*RECORDED INFORMATION:*

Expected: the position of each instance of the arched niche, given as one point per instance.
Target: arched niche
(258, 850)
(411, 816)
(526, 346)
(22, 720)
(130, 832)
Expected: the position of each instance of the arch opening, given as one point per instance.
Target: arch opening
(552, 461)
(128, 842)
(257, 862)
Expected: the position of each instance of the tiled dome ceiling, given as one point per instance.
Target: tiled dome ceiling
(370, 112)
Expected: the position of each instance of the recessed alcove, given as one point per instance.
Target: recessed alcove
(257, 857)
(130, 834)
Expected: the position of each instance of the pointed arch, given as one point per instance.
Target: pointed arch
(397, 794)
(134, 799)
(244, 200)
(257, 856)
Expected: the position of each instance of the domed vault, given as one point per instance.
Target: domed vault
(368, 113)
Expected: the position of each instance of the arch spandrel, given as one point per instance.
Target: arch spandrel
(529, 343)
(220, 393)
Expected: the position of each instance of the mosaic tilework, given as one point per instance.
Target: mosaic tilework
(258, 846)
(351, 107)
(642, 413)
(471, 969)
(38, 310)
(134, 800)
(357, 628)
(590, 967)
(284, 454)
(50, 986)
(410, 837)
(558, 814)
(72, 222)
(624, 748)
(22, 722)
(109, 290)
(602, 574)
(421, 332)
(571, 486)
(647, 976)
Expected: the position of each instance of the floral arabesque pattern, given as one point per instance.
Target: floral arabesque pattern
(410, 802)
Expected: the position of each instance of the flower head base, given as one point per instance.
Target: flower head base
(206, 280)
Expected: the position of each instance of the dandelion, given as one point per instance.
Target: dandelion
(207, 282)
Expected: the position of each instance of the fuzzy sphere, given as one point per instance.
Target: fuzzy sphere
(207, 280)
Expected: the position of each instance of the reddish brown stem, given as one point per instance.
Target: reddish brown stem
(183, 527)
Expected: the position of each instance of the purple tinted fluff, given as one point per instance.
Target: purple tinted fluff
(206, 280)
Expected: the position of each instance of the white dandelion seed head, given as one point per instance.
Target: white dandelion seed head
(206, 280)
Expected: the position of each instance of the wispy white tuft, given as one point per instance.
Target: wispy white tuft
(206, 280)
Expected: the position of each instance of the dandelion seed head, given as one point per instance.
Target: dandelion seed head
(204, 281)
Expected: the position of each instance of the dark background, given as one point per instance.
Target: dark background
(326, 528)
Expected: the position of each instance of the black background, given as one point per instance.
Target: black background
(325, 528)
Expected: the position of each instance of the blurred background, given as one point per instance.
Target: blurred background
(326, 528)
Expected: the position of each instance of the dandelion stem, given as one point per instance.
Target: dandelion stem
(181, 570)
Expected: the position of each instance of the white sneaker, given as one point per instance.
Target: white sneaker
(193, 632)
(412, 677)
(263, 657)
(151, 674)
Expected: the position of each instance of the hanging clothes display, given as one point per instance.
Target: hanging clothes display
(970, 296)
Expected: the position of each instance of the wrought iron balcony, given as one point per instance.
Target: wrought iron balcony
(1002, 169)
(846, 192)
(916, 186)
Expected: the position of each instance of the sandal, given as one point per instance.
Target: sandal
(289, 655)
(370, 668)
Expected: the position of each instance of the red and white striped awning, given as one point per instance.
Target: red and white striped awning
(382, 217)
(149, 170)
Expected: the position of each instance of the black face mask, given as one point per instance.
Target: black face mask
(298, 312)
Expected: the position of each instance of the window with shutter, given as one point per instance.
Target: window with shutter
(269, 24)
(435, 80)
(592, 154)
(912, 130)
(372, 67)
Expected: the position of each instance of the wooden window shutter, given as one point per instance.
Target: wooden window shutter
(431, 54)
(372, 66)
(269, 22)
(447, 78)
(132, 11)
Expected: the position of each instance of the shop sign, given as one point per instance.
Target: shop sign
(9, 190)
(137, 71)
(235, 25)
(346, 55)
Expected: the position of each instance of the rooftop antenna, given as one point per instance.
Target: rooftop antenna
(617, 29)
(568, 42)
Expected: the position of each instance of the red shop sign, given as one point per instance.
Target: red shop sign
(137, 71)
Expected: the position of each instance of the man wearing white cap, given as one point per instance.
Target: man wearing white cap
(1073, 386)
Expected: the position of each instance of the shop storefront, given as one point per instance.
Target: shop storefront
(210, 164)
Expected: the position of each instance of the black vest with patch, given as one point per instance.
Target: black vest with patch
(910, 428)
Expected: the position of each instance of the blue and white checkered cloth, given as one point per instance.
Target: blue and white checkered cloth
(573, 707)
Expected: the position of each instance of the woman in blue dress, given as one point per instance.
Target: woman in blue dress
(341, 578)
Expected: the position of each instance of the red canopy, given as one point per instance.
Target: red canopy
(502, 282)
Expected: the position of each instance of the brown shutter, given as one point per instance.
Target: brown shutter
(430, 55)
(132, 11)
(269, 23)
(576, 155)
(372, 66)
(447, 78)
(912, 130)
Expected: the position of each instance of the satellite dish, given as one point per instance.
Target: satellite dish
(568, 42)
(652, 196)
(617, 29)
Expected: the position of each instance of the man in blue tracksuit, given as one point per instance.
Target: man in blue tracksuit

*WHAT YOU ARE ASKED TO DO:* Can you arrange the stretch of the items above, from the line containing "Expected: the position of each instance of the shop sign, given" through the end of the items, as a Markdown table with the columns Row and Line? Give each line its own numbered row and leave out blank lines.

*ANSWER TO THIS PROBLEM:*
| Row | Line |
|---|---|
| 1 | Expected: the position of each instance of the shop sign, given as one point per instance. |
| 2 | Target: shop sign |
| 3 | (9, 190) |
| 4 | (137, 71) |
| 5 | (235, 25) |
| 6 | (346, 55) |
| 7 | Expected: the position of each instance of the rooftop antenna, given as one point per instance. |
| 8 | Target: rooftop antenna |
| 9 | (617, 29) |
| 10 | (568, 42) |
| 11 | Expected: the position of each instance of the red shop sign, given as one point per instance. |
| 12 | Target: red shop sign |
| 13 | (137, 71) |
| 14 | Expected: the position of each instance of the man wearing white cap, given as one point per instance. |
| 15 | Target: man wearing white cap |
| 16 | (1073, 386) |
| 17 | Expected: the position of each instance of the shop storefront, given as one point per instance. |
| 18 | Target: shop storefront |
| 19 | (210, 164) |
| 20 | Expected: the position of each instance of the black vest with patch, given as one point per instance. |
| 21 | Target: black vest with patch |
| 22 | (910, 428) |
| 23 | Expected: the position of each instance of the blue and white checkered cloth, given as one point per instance. |
| 24 | Target: blue and white checkered cloth |
| 25 | (573, 707) |
| 26 | Expected: the position of each instance of the woman in blue dress, given as one point per instance. |
| 27 | Target: woman in blue dress |
| 28 | (341, 578) |
| 29 | Expected: the position of each instance of the red canopy, given as one point per instance. |
| 30 | Target: red canopy |
| 31 | (502, 282) |
| 32 | Expected: the position of each instance of the brown shutter, given as one point per instance. |
| 33 | Target: brown shutter |
| 34 | (430, 55) |
| 35 | (132, 11) |
| 36 | (269, 23) |
| 37 | (576, 155) |
| 38 | (372, 66) |
| 39 | (447, 78) |
| 40 | (912, 130) |
| 41 | Expected: the position of each instance of the satellite dish, given as one point per instance. |
| 42 | Target: satellite dish |
| 43 | (568, 42) |
| 44 | (652, 196) |
| 45 | (617, 29) |
| 46 | Expected: the position of each instance of the man in blue tracksuit, given as one point per instance. |
| 47 | Target: man in blue tracksuit |